## Assigned task
Report how many lines in the data include "form", with the number as the only reply.

## Task data
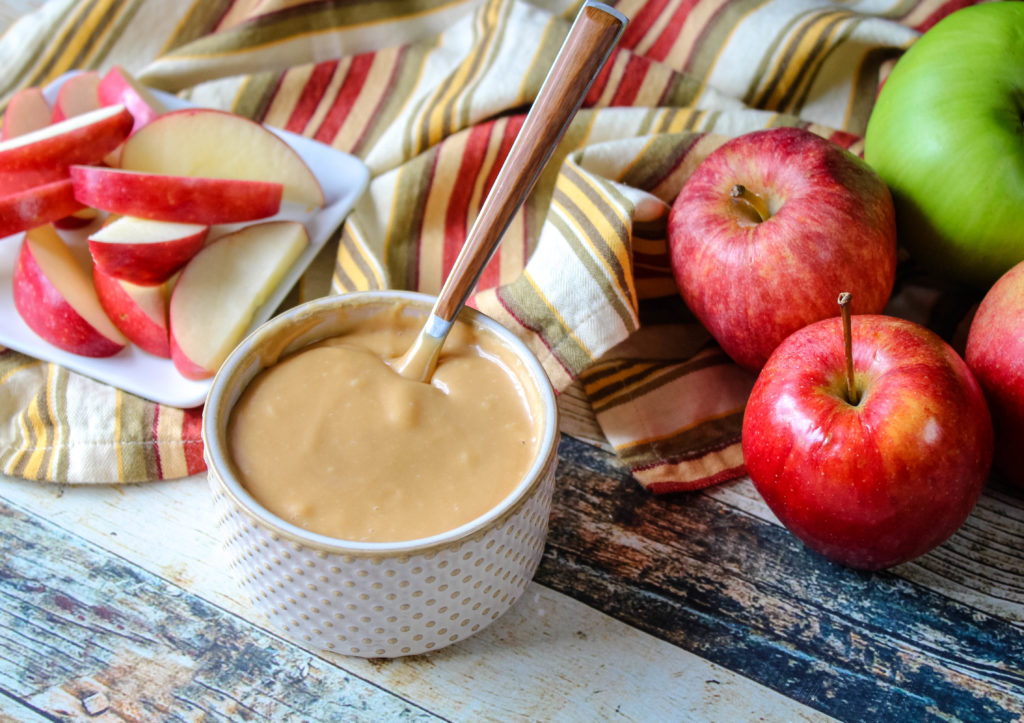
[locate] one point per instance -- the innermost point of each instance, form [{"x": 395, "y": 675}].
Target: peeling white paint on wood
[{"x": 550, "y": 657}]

* * *

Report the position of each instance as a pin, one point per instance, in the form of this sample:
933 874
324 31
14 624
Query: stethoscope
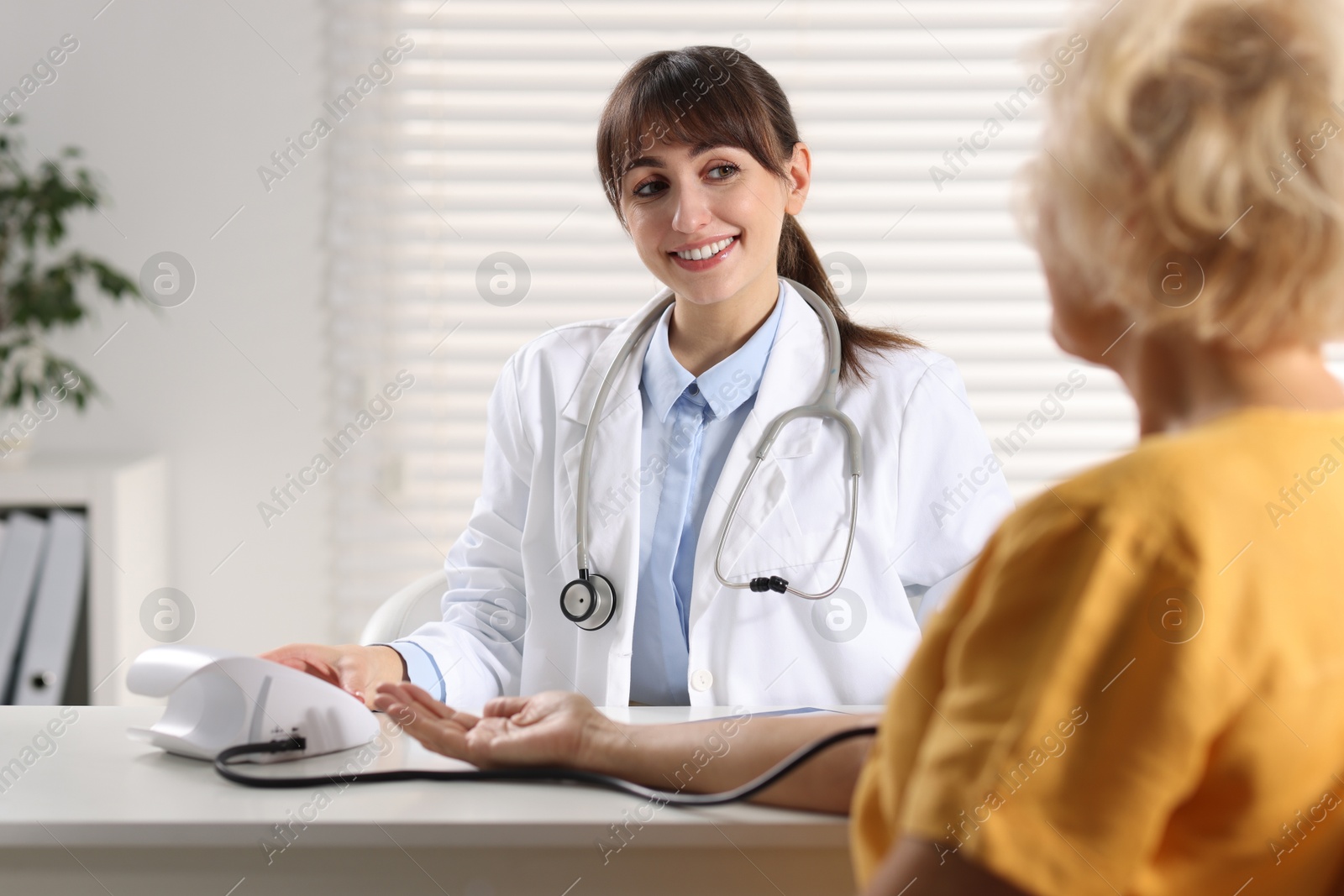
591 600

## Answer below
2